= WORK REQUEST A =
Answer these questions about the Humminbird forum thread:
(i) Which website did the first poster use to convert the numbers to a .GPX file?
(ii) Which program was used to convert the numbers in the test file that redlegs posted?
(iii) Which county's reef numbers did CootCommander offer to send as a gpx file?
= WORK REQUEST B =
From the Humminbird forum thread, extract the passage from "Reason I ask" to "be greatly appreciated.".

= TEXT PASSAGE =
════════════════════

# Woe is me.........Bottom Machine Confusion



## hsiF deR (Oct 4, 2009)

I am really struggling with this whole file formatting stuff. 

Does anyone use the HumminbirdPC software to load and edit there numbers in there Humminbird machine?

Reason I ask is because when I try and take a listing of numbers, convert them using GPSVisualizer.com to convert them to a .GPX file it will not work using the HumminbirdPC software. It says, "...gpx is not valid. cvc-elt.1: Cannot find the declaration of element 'gpx' "

At this point I am sure it is operator error, again. I just can't find any help online and I don't know anyone personally with a Humminbird. Any help will be greatly appreciated.


----------



## amarcafina (Aug 24, 2008)

Why not just enter them into your machine ? 1 at a time, most do.


----------



## CootCommander (Aug 24, 2008)

Actually now that I think about it I had the same problem but when I hit ok it uploaded them anyway. Keep playing with it may need to reformat the .gpx file


----------



## CootCommander (Aug 24, 2008)

amarcafina said:


> Why not just enter them into your machine ? 1 at a time, most do.


If he has 1,000 or so numbers it would take forever


----------



## redlegs (Oct 1, 2007)

hsiF deR said:


> I am really struggling with this whole file formatting stuff.
> 
> Does anyone use the HumminbirdPC software to load and edit there numbers in there Humminbird machine?
> 
> ...


hsiF deR,
Not all format conversion software is the same. A couple of things to try. You can grab he gpx file I posted as a "test" (http://www.pensacolafishingforum.com/f25/converted-gps-numbers-mbt-divers-web-site-21july2011-93898/). These were converted using GPS Utils. Another very good program is GPSBabel.
Another thing you may want to try is to use a file that only has lat,long, and a simple id; sometimes the extra data fields cause troubles.
Just a few suggestions. Entering coords one at a time can get time consuming.
/r


----------



## fish construction (Sep 3, 2009)

I have a humminbird gps unit and use the software ... 
gps bable and google earth will get it done.
you may have one of two possible formats. ie gpx
good luck. some times you will have to delete some of a long name to get it to work


----------



## hsiF deR (Oct 4, 2009)

Thanks RedLegs, as usual....Test file worked great. Im going to try GPSBabel to convert the files and see if that works.


----------



## hsiF deR (Oct 4, 2009)

GPS Babel keeps telling me that, "No valid routes/waypoints/tracks translation specified" 

I dont understand because I am selecting the file types and then trying to convert it and it says the same thing everytime. I converted the .gpx file you created with no problem.


----------



## CootCommander (Aug 24, 2008)

If you want you can pm me your email and I can send you a gpx file of the escambia county reef numbers that I know worked on my humminbird


----------



## hsiF deR (Oct 4, 2009)

Thanks, I appreciate that but, I got one for the escambia county that worked. I have been trying to work on the Oakaloosa/Walton/Bay file.

════════════════════

Saved entries:

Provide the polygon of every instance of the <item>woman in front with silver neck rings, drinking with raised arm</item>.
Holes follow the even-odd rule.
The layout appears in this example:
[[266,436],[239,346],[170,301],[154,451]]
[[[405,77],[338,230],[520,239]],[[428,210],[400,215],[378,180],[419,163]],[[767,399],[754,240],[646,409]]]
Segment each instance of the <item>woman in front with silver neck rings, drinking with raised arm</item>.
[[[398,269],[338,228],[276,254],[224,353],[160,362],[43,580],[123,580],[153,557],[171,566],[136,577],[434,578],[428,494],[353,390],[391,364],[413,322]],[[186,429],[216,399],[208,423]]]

════════════════════

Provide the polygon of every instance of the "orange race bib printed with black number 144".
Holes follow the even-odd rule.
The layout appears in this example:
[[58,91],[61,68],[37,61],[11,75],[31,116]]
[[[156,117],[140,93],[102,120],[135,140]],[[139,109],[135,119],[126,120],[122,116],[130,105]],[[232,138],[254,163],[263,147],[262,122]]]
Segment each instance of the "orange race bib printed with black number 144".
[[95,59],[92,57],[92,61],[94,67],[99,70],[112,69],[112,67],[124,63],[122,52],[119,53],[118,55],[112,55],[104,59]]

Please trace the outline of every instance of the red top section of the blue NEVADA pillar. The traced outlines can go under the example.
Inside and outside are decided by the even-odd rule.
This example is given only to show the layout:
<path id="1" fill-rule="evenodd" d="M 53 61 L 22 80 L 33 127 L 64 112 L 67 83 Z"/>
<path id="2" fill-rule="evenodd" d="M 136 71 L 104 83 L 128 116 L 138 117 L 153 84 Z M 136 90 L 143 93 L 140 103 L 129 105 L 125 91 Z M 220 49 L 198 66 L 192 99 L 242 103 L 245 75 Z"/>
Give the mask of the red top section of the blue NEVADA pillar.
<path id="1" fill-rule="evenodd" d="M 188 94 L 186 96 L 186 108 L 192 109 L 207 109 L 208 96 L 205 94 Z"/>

════════════════════

= ANSWER AREA A =
(i) GPSVisualizer.com
(ii) GPS Utils
(iii) Escambia County

= ANSWER AREA B =
Reason I ask is because when I try and take a listing of numbers, convert them using GPSVisualizer.com to convert them to a .GPX file it will not work using the HumminbirdPC software. It says, "...gpx is not valid. cvc-elt.1: Cannot find the declaration of element 'gpx' "

At this point I am sure it is operator error, again. I just can't find any help online and I don't know anyone personally with a Humminbird. Any help will be greatly appreciated.